What to do:
(a) According to the article on the IPS employment trial, how many young people took part in the trial?
(b) List every organization that the article on the IPS employment trial names as a supporter of the trial.
(c) From the article on the IPS employment trial, reproduce everything from "The results have" down to "a vocational recovery.".

Selected extract:
An approach to helping older people with chronic psychotic illnesses such as schizophrenia find employment may also be effective in assisting young people with first episode psychosis return to the workforce, a study by researchers from Orygen, the National Centre of Excellence in Youth Mental Health, has found.
The approach, called individual placement and support (IPS), has been tested by Professor Eóin Killackey from Orygen through a randomised control trial.
Professor Killackey said although previous studies had shown that the IPS model was effective for people with long-standing illness, there had been only been two small trials to test the IPS model with young people experiencing first episode psychosis. “We wanted to test the model with these young people on a larger scale,” he said.
Under the IPS model, people with mental ill-health work with a vocational specialist who is employed as part of their clinical team. The vocational specialist provides individualised support and connects the person to employers. Once employment is secured, the vocational specialist provides support to ensure employment is maintained.
Professor Killackey said approximately 90% of people with psychosis experience long-term unemployment, as people often experience first episode psychosis in early adulthood; a time when they are finishing secondary education and making a transition into further training or entering the workforce. The onset of their illness disrupts this process.
In the trial, 146 young people attending Orygen Youth Health’s Early Psychosis Prevention and Intervention Centre (EPPIC) for first episode psychosis were randomly assigned to receive either their usual treatment plus IPS, or treatment as usual without IPS. Each group was followed up at six-month intervals for a period of 12 months following the trial.
The results have been published in the British Journal of Psychiatry.
Professor Killackey said the results showed that at the trial’s conclusion, the people who had received IPS had a significantly higher rate of being employed (71.2%) than those who did not receive IPS (48%). Additionally, people who received IPS were also slightly more likely to be studying than those who did not receive IPS. Professor Killackey said this suggested IPS may be most useful for young people who require additional assistance in making a vocational recovery.
“Without the trial, these young people would have been referred to government employment agencies. However, the primary aim of these agencies is to get the young person employed, regardless of their career goals or ambitions. Whereas IPS allowed these young people to gain employment in fields they wanted to work in or fields which are similar; it gave them a career rather than a job,” he said.
“Recovery from mental ill-health needs to be more than an improvement in symptoms. It has to be about reconnecting people with the things they want to do with their lives.”
The trial was supported by the Australian Research Council, Australian Rotary Health, the National Health and Medical Research Council, the University of Melbourne and the BB & A Miller Foundation.

Data:
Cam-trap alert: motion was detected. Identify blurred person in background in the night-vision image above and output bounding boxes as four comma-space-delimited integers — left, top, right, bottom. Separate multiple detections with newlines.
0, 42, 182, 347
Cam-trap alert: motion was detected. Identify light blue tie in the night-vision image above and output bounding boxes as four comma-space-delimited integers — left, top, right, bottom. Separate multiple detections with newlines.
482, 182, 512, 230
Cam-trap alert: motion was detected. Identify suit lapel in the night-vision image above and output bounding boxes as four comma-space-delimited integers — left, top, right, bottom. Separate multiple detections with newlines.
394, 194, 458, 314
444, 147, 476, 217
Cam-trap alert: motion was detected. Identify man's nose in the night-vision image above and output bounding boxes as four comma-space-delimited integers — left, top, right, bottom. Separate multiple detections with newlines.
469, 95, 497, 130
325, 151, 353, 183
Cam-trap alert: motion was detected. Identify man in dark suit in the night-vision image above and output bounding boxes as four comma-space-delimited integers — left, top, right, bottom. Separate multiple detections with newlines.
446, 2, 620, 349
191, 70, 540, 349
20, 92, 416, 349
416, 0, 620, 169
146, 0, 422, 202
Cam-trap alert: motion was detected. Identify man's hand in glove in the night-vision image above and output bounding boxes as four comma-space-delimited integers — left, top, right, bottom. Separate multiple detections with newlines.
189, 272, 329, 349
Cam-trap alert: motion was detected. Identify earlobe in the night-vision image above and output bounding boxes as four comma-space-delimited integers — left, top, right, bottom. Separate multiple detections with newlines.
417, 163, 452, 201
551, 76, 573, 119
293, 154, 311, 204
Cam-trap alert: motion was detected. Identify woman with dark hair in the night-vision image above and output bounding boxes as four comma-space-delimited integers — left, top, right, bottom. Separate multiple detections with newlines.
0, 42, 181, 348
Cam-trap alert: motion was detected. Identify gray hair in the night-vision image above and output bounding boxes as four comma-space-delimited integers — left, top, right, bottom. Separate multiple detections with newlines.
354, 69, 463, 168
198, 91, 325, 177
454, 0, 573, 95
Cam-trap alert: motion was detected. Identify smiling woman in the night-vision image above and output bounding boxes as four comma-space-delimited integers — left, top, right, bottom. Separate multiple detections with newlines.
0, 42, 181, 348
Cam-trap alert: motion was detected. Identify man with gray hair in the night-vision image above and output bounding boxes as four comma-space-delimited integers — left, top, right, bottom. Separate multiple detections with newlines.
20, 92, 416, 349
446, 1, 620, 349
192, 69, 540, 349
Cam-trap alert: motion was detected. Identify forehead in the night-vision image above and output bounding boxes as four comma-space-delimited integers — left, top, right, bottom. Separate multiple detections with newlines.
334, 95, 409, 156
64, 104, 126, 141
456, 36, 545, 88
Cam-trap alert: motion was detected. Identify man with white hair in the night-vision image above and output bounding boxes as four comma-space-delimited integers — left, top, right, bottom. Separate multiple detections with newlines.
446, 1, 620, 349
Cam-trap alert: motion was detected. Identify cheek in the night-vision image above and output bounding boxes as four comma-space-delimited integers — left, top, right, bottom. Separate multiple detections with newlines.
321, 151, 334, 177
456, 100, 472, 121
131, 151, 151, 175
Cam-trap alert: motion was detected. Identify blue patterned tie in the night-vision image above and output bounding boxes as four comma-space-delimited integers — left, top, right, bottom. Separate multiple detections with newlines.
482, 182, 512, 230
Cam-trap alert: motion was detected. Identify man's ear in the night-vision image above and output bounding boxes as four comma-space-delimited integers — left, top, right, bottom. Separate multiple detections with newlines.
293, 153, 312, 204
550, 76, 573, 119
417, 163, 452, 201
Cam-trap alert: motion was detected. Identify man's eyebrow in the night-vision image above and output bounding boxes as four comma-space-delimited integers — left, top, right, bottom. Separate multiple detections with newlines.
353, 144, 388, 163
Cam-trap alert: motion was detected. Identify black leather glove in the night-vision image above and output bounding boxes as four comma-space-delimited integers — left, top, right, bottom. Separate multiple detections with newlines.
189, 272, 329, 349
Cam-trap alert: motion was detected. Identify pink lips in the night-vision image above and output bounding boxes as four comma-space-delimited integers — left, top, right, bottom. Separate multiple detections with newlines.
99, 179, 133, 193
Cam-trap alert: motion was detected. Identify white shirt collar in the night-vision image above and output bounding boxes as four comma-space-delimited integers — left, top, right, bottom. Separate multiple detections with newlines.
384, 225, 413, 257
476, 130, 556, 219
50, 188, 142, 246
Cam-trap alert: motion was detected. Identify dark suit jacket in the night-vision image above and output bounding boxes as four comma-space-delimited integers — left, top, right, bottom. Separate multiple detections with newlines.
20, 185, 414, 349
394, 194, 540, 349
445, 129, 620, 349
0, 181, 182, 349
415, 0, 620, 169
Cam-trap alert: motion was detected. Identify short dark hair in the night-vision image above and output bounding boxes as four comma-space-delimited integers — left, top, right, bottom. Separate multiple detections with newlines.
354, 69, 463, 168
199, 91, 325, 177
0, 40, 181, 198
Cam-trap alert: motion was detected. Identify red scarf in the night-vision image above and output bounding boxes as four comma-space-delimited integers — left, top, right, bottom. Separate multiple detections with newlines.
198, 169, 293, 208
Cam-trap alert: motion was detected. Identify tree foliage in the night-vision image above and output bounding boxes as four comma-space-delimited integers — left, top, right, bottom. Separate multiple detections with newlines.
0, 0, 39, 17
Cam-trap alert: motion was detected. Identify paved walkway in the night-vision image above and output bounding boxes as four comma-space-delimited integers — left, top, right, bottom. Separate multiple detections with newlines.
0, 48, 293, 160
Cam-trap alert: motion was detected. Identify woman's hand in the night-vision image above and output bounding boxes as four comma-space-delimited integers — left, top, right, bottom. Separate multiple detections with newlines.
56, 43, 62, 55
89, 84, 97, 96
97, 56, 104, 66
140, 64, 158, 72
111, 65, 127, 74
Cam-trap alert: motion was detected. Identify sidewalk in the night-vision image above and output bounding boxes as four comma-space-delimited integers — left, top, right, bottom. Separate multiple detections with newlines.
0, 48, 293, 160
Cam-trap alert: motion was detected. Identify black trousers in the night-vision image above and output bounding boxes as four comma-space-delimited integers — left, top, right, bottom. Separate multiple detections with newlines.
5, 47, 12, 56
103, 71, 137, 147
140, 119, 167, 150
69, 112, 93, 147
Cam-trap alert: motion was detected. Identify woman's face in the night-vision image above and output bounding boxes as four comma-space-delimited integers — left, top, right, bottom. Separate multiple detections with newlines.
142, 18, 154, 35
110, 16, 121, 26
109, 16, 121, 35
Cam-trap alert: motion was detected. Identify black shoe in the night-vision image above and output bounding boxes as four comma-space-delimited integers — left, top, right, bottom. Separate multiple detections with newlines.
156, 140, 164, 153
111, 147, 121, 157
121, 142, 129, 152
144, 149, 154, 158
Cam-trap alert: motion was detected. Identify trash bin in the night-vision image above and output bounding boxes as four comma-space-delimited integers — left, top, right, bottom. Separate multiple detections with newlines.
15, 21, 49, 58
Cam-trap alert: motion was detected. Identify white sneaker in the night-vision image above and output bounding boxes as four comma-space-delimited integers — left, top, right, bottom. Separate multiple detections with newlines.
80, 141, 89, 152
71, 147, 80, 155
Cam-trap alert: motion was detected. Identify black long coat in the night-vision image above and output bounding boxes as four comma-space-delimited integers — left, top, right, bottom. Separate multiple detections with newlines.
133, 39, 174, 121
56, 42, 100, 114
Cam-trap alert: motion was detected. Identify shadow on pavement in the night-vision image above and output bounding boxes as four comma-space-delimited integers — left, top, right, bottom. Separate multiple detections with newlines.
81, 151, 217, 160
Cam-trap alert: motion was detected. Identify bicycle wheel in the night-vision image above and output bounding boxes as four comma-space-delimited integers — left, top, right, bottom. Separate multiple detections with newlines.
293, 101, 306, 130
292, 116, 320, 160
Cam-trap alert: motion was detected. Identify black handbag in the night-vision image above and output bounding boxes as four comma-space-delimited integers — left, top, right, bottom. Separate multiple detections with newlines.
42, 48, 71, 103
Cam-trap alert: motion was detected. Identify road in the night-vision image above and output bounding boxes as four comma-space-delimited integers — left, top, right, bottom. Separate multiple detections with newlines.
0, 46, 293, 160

Solutions to the tasks:
(a) 146 young people

(b)
- Australian Research Council
- Australian Rotary Health
- National Health and Medical Research Council
- University of Melbourne
- BB & A Miller Foundation

(c)
The results have been published in the British Journal of Psychiatry.
Professor Killackey said the results showed that at the trial’s conclusion, the people who had received IPS had a significantly higher rate of being employed (71.2%) than those who did not receive IPS (48%). Additionally, people who received IPS were also slightly more likely to be studying than those who did not receive IPS. Professor Killackey said this suggested IPS may be most useful for young people who require additional assistance in making a vocational recovery.